SUPPLIED RECORDS:

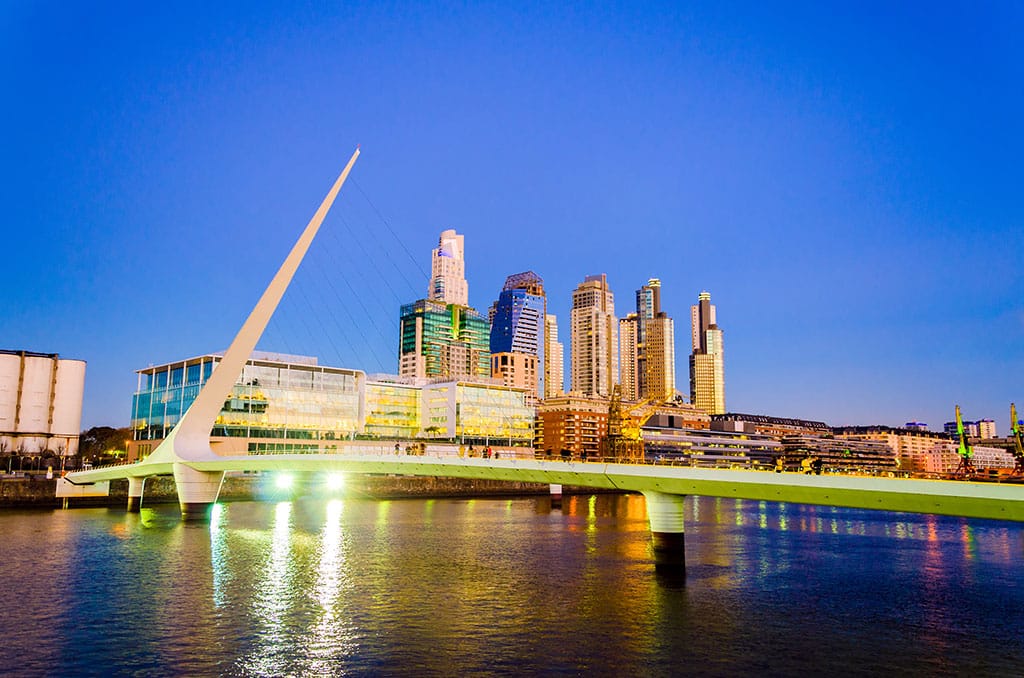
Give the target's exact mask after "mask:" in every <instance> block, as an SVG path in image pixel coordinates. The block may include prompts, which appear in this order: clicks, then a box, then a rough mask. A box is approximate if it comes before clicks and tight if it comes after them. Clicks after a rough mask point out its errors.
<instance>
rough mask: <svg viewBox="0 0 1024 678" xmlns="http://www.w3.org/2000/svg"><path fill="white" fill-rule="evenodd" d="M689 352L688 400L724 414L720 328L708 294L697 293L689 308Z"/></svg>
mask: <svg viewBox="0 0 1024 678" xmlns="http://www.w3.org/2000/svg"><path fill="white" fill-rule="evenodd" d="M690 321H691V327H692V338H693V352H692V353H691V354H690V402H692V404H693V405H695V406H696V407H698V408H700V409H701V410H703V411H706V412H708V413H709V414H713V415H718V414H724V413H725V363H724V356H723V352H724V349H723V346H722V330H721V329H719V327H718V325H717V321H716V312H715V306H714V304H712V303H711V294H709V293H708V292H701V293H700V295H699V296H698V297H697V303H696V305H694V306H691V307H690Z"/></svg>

...

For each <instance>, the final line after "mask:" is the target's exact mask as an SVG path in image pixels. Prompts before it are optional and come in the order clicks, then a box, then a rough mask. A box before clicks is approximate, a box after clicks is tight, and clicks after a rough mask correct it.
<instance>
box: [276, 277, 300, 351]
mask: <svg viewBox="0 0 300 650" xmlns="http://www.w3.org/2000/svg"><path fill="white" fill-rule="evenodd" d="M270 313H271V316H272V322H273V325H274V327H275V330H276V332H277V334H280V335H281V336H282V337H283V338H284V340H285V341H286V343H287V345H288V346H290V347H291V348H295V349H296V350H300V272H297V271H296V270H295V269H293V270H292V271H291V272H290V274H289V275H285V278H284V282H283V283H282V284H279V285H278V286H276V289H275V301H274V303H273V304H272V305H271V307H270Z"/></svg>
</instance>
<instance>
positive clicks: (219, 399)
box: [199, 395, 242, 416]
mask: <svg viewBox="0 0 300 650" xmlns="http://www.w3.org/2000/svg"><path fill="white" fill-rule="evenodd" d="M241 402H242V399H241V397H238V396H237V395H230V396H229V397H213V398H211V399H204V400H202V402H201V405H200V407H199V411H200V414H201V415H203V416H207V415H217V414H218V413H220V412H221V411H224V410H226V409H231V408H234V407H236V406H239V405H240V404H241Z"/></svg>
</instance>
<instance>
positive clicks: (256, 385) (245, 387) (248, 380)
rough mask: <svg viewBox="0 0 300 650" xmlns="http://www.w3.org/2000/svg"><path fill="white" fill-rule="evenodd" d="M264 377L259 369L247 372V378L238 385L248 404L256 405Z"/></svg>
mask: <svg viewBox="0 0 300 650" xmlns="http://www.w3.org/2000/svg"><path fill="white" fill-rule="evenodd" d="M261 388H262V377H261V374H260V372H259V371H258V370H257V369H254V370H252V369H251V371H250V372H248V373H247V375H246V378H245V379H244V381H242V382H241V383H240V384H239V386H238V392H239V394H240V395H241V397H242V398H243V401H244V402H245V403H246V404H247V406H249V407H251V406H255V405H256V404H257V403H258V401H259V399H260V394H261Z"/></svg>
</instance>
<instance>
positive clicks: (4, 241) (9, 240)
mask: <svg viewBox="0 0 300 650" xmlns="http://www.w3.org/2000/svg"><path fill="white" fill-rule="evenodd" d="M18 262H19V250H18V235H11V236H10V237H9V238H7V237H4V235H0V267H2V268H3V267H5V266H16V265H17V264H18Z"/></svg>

ABOUT THIS EXERCISE:
Could you repeat exactly the lines above from the line with "box: [199, 395, 242, 416]" up to and including the line with "positive clicks: (256, 385)", and only those?

EXPECTED OUTPUT:
box: [199, 395, 242, 416]
mask: <svg viewBox="0 0 300 650" xmlns="http://www.w3.org/2000/svg"><path fill="white" fill-rule="evenodd" d="M241 402H242V399H241V397H238V396H237V395H230V396H229V397H213V398H211V399H204V400H202V402H201V405H200V407H199V411H200V414H201V415H203V416H207V415H217V414H218V413H220V412H221V411H224V410H226V409H231V408H234V407H236V406H239V405H240V404H241Z"/></svg>
</instance>
<instance>
positive clicks: (256, 385) (245, 387) (248, 380)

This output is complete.